Supplied data below:
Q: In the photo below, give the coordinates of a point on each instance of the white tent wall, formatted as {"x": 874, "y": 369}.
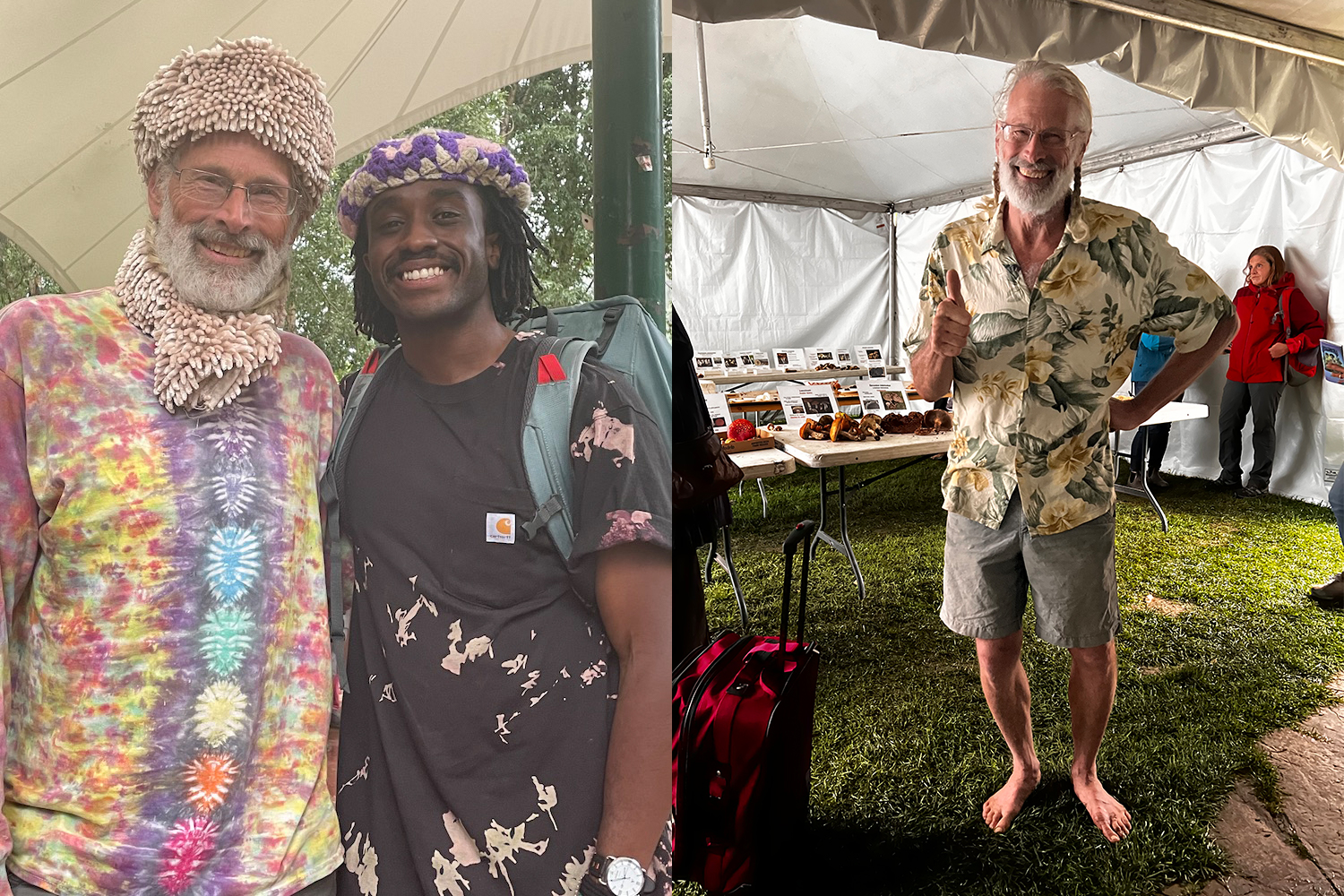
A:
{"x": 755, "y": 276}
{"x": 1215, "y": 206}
End of Supplied data.
Supplied data below:
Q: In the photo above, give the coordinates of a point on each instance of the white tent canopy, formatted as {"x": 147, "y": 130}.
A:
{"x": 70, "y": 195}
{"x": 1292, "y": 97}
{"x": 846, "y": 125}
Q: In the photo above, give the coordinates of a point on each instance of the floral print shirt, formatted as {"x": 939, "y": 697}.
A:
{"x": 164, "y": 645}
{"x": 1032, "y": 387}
End of Supplied data.
Supplied data below:
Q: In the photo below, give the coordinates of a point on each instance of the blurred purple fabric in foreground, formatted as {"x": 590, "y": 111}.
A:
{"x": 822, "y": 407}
End of Supplied data.
## To do
How many lines of the listing include the string "tent"? Give only the number.

## Exercise solution
2